SET EXERCISE 1:
Decide whether each statement below agrees with the text on CUDA warp primitives. For each, answer yes or no and quote the words from that text that settle it.
(a) The code was tested on an A100.
(b) Warp-level intrinsics have required an explicit mask since CUDA 8.0.
(c) The shuffle instructions come in four variants.

READING TEXT:

________________

This post covers every warp primitive in the CUDA instruction set, explains the mask parameter introduced in CUDA 9.0, provides performance data, and implements warp-level reduction that completes in exactly 5 shuffle operations.

All code targets CC 7.0+ (Volta and later, which require explicit masks). Tested on A100 (CC 8.0), CUDA 12.x.

The Mask Parameter: Active Thread Specification

Starting with CUDA 9.0, all warp-level intrinsics require an explicit mask parameter specifying which threads participate. This replaced the implicit full-warp assumption of earlier CUDA versions.

// mask = 0xffffffff: all 32 threads participate
// mask = 0x0000ffff: only threads 0-15 participate
// mask = 0xaaaaaaaa: only even-numbered threads participate

// The mask serves two purposes:
// 1. Documents which threads are expected to be active
// 2. Hardware uses it for synchronization (threads wait until
//    all masked threads reach the instruction)

unsigned int full_mask = 0xffffffff;
unsigned int lower_half = 0x0000ffff;
⚠️ Mask Must Match Active Threads

The mask must be a subset of the currently active threads. Passing 0xffffffff when some threads have diverged away (e.g., inside an if block that only some threads entered) is undefined behavior. Use __activemask() to get the current active mask, or carefully construct masks from your branch conditions.

Shuffle Instructions: __shfl_sync Family

Shuffle instructions move a 32-bit value between threads within a warp. There are four variants, each implementing a different communication pattern.

__shfl_sync: Indexed Read (Arbitrary Lane)

// T __shfl_sync(unsigned mask, T var, int srcLane, int width=warpSize);
// Returns the value of 'var' from thread 'srcLane'

// Example: all threads read the value from thread 0 (broadcast)
float val = __shfl_sync(0xffffffff, my_value, 0);
// Now all threads have thread 0's value of my_value

// Example: rotate left by 1 (each thread reads from the next thread)

________________

RECORDS SHOWN:
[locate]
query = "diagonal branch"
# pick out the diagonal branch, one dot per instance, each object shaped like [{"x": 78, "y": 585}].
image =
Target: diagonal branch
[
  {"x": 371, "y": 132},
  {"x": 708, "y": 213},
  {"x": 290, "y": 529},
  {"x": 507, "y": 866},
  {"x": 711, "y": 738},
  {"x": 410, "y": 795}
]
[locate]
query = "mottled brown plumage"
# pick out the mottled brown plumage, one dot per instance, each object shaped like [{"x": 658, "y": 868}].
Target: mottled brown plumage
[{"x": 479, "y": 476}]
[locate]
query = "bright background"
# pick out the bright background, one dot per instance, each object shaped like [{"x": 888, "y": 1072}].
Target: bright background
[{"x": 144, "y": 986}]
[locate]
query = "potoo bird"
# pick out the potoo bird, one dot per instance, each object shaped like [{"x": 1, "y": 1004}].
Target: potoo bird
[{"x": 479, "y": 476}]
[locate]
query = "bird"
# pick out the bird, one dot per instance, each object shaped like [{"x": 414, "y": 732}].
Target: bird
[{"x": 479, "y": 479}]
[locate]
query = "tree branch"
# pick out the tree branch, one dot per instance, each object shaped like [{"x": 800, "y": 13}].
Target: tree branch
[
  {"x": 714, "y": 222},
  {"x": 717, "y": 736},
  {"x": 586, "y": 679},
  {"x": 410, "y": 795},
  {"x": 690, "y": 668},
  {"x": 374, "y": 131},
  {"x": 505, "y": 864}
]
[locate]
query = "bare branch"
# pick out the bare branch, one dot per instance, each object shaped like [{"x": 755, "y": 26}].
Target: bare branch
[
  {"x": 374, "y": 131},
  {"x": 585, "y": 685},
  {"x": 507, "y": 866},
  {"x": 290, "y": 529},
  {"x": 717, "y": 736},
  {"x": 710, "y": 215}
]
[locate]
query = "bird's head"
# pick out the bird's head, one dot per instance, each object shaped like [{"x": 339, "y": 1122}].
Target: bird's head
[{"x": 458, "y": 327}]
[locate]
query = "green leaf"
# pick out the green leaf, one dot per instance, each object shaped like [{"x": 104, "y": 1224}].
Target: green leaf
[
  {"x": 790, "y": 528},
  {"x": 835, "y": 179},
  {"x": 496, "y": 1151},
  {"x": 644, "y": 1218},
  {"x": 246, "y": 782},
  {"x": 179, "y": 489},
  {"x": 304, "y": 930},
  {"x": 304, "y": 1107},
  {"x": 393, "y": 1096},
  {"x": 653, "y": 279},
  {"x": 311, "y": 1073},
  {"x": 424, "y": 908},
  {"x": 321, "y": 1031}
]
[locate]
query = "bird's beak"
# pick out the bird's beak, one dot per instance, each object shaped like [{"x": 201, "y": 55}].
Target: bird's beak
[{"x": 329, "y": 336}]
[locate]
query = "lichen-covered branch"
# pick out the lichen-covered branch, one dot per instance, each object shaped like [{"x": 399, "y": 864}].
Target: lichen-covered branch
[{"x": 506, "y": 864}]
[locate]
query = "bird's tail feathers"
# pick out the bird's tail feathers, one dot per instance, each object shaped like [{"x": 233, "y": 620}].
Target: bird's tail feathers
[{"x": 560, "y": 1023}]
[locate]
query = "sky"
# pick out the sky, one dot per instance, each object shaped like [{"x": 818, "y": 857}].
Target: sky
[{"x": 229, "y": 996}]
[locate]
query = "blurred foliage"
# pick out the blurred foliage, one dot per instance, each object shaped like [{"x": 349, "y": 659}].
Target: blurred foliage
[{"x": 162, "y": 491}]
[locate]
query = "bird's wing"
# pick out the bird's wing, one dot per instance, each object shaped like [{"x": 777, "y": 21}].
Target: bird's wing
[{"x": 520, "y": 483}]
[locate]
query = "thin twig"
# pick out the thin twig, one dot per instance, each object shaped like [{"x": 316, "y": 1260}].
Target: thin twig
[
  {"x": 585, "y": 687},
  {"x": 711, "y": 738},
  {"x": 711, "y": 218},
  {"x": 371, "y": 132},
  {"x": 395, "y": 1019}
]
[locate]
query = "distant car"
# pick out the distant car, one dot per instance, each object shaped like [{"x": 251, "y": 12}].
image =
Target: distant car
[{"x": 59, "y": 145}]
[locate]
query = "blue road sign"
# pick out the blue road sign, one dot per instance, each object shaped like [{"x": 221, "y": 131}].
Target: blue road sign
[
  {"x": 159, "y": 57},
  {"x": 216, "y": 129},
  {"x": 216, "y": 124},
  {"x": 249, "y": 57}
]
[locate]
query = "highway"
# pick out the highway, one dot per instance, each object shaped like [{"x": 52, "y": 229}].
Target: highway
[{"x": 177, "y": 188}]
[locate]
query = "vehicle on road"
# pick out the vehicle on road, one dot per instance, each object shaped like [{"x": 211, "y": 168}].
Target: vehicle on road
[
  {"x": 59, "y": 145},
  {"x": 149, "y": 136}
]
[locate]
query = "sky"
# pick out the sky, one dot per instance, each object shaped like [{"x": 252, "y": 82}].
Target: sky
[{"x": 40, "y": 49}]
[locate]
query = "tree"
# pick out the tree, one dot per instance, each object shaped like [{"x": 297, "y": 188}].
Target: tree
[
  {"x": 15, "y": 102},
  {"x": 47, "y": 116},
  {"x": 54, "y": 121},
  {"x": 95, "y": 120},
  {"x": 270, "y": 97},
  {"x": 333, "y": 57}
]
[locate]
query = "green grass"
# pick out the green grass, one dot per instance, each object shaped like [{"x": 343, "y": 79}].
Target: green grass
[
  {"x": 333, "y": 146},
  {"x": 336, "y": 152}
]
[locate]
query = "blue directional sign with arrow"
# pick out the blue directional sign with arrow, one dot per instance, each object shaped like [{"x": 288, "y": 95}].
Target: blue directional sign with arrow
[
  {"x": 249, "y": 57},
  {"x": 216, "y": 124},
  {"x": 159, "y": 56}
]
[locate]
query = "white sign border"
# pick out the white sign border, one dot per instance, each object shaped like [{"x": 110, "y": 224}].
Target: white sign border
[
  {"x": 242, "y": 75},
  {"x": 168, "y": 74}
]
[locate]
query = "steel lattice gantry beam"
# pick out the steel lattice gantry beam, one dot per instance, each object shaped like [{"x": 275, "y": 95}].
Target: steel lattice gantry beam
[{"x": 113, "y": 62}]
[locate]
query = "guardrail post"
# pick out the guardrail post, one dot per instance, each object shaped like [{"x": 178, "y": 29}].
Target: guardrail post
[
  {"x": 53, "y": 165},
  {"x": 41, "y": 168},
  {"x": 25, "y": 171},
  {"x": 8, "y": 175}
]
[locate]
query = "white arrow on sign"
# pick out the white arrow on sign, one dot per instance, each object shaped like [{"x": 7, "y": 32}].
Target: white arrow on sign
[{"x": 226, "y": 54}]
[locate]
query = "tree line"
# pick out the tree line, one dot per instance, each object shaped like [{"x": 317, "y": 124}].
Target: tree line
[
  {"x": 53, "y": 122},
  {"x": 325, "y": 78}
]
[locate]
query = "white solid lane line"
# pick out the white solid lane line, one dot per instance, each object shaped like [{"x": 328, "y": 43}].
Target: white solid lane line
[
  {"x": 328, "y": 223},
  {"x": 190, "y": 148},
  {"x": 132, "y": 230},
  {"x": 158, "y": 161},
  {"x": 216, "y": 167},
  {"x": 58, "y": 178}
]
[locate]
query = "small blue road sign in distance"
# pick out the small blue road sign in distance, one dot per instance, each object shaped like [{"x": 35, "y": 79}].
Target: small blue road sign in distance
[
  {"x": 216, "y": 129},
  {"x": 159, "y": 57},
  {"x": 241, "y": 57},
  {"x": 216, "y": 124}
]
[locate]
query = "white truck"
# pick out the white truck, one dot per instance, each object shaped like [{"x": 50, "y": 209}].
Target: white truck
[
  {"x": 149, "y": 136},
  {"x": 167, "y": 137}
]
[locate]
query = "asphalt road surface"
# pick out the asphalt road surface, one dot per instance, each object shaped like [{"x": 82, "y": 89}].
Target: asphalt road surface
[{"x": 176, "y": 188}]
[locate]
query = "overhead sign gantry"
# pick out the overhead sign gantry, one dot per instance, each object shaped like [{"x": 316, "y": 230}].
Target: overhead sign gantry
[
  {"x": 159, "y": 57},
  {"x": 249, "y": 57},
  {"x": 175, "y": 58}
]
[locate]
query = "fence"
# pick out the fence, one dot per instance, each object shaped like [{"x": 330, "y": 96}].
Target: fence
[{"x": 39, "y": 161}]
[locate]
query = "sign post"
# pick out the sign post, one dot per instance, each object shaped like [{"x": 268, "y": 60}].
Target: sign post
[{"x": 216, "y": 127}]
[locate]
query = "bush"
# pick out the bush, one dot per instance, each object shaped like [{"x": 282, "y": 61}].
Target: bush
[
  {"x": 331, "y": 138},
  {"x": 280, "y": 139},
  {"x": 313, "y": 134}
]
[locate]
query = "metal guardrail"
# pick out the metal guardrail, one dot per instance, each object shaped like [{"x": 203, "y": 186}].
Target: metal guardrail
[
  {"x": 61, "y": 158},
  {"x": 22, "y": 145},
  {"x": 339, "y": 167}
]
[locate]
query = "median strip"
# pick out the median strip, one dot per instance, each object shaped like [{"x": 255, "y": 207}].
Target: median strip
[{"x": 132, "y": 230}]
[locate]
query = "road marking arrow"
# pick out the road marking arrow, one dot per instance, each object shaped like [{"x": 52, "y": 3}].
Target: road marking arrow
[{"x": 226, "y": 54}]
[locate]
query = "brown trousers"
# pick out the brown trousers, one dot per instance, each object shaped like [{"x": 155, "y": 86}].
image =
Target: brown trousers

________________

SET EXERCISE 2: Count the lines in the rows above that contain the word "vehicle". Reply with the number alone.

COMPLETE ANSWER 1:
(a) Yes: "Tested on A100 (CC 8.0), CUDA 12.x."
(b) No: "Starting with CUDA 9.0, all warp-level intrinsics require an explicit mask parameter specifying which threads participate."
(c) Yes: "There are four variants, each implementing a different communication pattern."

COMPLETE ANSWER 2: 3